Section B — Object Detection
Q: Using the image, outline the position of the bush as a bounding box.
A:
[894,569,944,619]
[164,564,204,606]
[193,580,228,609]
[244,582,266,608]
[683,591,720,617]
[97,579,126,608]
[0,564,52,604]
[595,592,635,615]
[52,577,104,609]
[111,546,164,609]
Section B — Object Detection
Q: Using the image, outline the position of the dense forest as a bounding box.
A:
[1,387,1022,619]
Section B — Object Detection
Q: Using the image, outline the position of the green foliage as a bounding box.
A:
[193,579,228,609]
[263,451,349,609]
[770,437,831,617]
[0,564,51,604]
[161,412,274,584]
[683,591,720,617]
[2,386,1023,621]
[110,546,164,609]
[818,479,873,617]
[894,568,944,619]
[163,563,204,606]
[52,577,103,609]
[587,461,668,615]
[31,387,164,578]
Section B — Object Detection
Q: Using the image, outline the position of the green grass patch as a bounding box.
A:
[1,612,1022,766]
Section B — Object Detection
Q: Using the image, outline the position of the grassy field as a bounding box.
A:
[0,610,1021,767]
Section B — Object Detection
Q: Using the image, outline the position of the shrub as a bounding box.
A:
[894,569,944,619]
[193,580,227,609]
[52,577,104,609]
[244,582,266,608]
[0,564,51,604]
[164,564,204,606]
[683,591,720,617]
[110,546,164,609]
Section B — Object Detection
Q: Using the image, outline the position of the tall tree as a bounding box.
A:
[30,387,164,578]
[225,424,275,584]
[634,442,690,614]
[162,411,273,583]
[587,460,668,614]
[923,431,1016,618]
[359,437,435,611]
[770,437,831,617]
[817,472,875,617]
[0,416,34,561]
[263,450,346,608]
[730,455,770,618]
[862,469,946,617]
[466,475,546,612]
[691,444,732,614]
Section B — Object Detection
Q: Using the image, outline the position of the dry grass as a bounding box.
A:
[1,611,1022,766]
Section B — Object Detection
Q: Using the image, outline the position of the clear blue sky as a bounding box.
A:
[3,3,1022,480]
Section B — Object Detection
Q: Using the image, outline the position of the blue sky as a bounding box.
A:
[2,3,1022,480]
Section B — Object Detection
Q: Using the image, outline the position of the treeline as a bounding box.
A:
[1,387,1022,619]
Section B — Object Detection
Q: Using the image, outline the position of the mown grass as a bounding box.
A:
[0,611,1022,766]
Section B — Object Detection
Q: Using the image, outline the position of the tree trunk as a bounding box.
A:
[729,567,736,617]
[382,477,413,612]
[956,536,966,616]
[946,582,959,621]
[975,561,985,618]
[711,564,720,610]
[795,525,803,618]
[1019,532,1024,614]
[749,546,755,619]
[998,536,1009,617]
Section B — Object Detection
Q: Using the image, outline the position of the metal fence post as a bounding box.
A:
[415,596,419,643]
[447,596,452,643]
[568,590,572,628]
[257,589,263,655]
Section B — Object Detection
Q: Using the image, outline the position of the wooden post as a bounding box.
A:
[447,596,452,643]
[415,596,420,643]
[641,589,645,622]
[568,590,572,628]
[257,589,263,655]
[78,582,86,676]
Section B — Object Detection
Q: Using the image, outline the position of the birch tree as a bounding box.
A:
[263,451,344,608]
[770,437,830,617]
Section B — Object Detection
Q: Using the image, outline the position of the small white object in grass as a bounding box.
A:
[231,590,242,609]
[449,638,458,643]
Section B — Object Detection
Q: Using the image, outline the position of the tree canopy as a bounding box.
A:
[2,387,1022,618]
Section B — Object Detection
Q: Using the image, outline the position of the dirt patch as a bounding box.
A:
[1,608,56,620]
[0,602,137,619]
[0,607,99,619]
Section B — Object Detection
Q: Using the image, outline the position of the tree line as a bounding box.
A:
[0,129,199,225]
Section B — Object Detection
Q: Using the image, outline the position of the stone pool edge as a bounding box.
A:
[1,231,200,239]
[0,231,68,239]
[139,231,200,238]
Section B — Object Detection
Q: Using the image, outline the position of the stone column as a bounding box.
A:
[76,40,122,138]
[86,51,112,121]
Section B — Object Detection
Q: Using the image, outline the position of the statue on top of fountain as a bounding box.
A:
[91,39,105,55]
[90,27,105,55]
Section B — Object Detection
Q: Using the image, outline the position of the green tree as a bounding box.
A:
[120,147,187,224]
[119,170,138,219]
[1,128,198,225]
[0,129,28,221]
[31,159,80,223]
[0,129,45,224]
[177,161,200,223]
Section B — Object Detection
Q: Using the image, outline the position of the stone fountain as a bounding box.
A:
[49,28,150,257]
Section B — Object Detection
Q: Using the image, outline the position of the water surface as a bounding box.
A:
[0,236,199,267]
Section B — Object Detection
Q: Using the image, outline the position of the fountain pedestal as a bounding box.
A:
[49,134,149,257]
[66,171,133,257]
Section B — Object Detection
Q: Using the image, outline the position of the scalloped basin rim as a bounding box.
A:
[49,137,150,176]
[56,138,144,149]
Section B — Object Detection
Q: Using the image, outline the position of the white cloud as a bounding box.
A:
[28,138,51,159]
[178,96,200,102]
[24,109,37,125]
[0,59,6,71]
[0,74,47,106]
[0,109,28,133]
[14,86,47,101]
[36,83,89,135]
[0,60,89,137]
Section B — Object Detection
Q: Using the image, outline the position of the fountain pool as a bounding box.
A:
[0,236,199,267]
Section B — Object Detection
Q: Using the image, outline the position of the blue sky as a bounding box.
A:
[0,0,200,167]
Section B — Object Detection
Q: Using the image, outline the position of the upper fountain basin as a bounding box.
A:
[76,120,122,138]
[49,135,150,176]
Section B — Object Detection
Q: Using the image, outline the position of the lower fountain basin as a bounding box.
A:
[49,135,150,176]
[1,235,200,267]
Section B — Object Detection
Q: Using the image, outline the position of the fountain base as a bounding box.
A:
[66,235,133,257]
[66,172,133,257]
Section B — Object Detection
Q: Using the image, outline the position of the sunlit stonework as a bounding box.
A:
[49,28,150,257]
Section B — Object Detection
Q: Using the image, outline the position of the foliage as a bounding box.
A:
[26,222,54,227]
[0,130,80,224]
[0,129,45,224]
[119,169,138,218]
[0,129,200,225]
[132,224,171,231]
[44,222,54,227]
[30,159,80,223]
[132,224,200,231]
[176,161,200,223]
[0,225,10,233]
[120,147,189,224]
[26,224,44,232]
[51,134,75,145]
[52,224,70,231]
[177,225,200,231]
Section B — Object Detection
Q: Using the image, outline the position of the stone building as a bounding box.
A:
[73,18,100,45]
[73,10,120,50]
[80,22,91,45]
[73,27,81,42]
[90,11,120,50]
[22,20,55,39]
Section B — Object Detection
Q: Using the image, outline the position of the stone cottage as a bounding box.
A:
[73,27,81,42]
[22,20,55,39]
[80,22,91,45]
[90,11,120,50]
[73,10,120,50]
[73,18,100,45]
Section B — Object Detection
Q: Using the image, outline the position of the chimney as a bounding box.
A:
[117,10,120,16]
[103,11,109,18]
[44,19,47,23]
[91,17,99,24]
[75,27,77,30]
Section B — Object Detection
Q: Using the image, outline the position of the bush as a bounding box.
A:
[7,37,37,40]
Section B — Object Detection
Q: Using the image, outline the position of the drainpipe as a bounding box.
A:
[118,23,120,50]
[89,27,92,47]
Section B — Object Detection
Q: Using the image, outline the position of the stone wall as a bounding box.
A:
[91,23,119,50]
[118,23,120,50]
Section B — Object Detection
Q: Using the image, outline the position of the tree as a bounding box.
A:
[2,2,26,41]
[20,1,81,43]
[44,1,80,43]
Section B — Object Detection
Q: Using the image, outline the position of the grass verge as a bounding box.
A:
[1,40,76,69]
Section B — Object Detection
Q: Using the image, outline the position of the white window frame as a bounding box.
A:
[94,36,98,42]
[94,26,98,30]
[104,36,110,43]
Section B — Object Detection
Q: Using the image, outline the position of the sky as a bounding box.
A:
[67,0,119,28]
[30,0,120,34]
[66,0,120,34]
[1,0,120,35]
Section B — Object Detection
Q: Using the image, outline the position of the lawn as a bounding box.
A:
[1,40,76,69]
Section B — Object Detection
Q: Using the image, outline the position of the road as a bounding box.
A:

- **WHAT YOU WILL DO**
Take the line above containing "Q: Using the image, outline the position of the grassy", the line containing "Q: Using the image, outline the position of the wooden", and all lines in between, and copy them exactly without anything else.

- **RESULT FOR THIS EXERCISE**
Q: Using the image, outline the position of the grassy field as a bounding box.
A:
[0,610,1021,767]
Section B — Object Detection
Q: Using the image, outline the position of the shrub as a bounding box.
A:
[894,569,944,619]
[193,580,227,609]
[52,577,104,609]
[244,582,266,608]
[0,564,51,604]
[164,564,204,606]
[683,591,720,617]
[110,546,164,609]
Section B — Object Detection
Q: Using the image, outline the position of the tall tree as a bounding box.
A:
[30,387,164,578]
[225,424,275,584]
[634,442,690,614]
[162,411,273,583]
[587,460,668,614]
[923,431,1016,618]
[359,437,435,611]
[770,437,831,617]
[817,472,875,617]
[0,416,34,561]
[263,450,346,608]
[730,455,770,618]
[862,469,946,617]
[466,475,546,612]
[691,444,732,614]
Section B — Object Detection
Q: Using the image, outline the position of the dry grass as a bounding box.
A:
[1,611,1022,766]
Section B — Object Detection
Q: Using the image, outline the position of the clear blue sky as a bounding box.
A:
[3,3,1022,480]
Section B — Object Detection
Q: Using the image, outline the position of the blue sky as a bounding box.
A:
[2,3,1022,480]
Section B — Object Detection
Q: Using the image, outline the position of the treeline as a bounding box.
A:
[1,387,1022,619]
Section B — Object Detection
Q: Using the image, outline the position of the mown grass as a bounding box.
A:
[0,611,1022,766]
Section B — Object Detection
Q: Using the image, outline the position of the tree trunk as a bounding box.
A:
[729,567,736,617]
[382,477,413,612]
[956,536,966,616]
[946,582,959,621]
[975,561,985,618]
[711,564,720,610]
[795,525,803,618]
[1019,532,1024,614]
[749,546,755,619]
[998,536,1009,617]
Section B — Object Detection
Q: Using the image, outline the position of the metal fence post as a bounding box.
A:
[415,596,419,643]
[447,596,452,643]
[568,590,572,628]
[257,589,263,655]
Section B — Object Detection
Q: Using the image, outline the position of the wooden post as a bounding box.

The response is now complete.